> **Exercise instructions**
(1) Using the review of Michael Denton's book below, decide whether each statement agrees with it. Answer yes or no for each and quote the deciding words from the review.
(a) Denton's book is divided into two parts, "Life" and "Evolution."
(b) The reviewer's list of evolution references includes references to the "evolution" of stars and planets.
(c) The book runs 395 pages plus appendices.
(2) According to the review of Michael Denton's book below, what is Denton's profession?
(3) Write a continuation of the review of Michael Denton's book below, starting after its last line.
*** Text block
Book Image by Michael Denton

published by The Free Press, New York NY
395 pages + appendices
This review (C) September 5, 1998 Darel Rex Finley

In Nature's Destiny: How the Laws of Biology Reveal Purpose In the Universe, molecular geneticist Michael Denton, author of Evolution: A Theory In Crisis, explores evidence that the universe's physical rules were purposely engineered to house carbon-based life as we know it on Earth, and perhaps specifically for humans.

Denton's book is divided into two parts; "Life" and "Evolution."

Part 1: Life

Part 1 is a stunning cumulative exposition that the laws of physics — which dictate the structure of the universe — include numerous remarkable coincidences which are required for life to be possible. Denton here is not merely arguing that the universe is compatible with human life, but that there are many things about the laws which have to be just right for intelligent life to exist. This cumulative argument is, in my estimation, the greatest value of Denton's book, and thus Nature's Destiny is primarily useful as a tool for raising empirical doubts about atheism. On that basis alone, I recommend the book.

Part 1 also contains numerous references to evolution as a known fact. Almost all of these references are devoid of substantive backing, but simply presume evolution to be true, just as do the evolutionists and most popular science writers. A list of these references to evolution follows. (Only references to biological evolution or the naturalistic origin of life are included — references to the "evolution" of stars and planets are omitted.)

page 12 line 11, page 14 line 15, page 29 line 34, page 38 line 31, page 58 line 10, page 59 lines 1-10*, page 60 line 32, page 61 line 16, page 87 line 29, page 127 line 2, page 131 line 22, page 159 lines 30-34, page 166 line 14, page 193 line 14, page 205 line 21, page 239 lines 13-18, page 240 line 14, page 254 lines 7-12 and 28-32, page 260 line 17*

Here are two examples, which are typical of the general character of the references (emphasis added):

The picture that has emerged from modern physics and astronomy suggests that the formation of the chemical elements for life, and planetary systems capable of sustaining life and evolution over millions of years, are only possible if the overall structure of the universe and all the laws of nature are almost precisely as they are. (page 12)
******
*** Given records
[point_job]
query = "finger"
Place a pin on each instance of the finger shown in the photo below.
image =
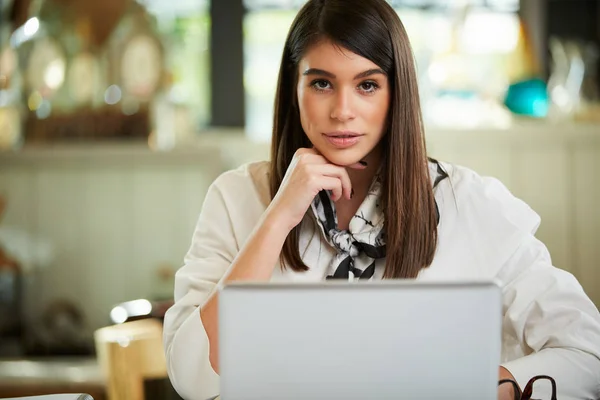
(359, 165)
(333, 184)
(337, 172)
******
> **Written answers**
(1)
(a) Yes: "Denton's book is divided into two parts; "Life" and "Evolution.""
(b) No: "references to the "evolution" of stars and planets are omitted."
(c) Yes: "395 pages + appendices"

(2) He is a molecular geneticist.

(3)
This is a particularly critical suite of adaptations because liquid water is essential to all life on earth, not only because water is the matrix in which life's chemistry occurs, but also because without bodies of liquid water no aquatic life would be possible and the evolution of complex life forms would almost certainly have been impossible. (page 29)

Only the two references marked by asterisks make some attempt at substantive backing:

In fact, very small amounts of ultraviolet may have played a significant role in evolution by raising slightly the average mutation rate. Without mutations, there can be no evolutionary change, and it is possible that the raised levels of mutation caused by the ultraviolet flux could have played a critical role in the evolutionary history of life. (page 59)

But this is just a restatement of the Darwinian hypothesis. No attempt is made to solve the modern empirical problems of Darwinism, many of which Denton himself worked to expose in his own Evolution: A Theory In Crisis.

Our design is constrained due to our evolutionary origin. We suffer spinal problems because the spinal column was not designed originally for an upright stance. . . . The recurrent laryngeal nerve loops around the aorta and back up to the larynx instead of taking a more direct route. (page 260)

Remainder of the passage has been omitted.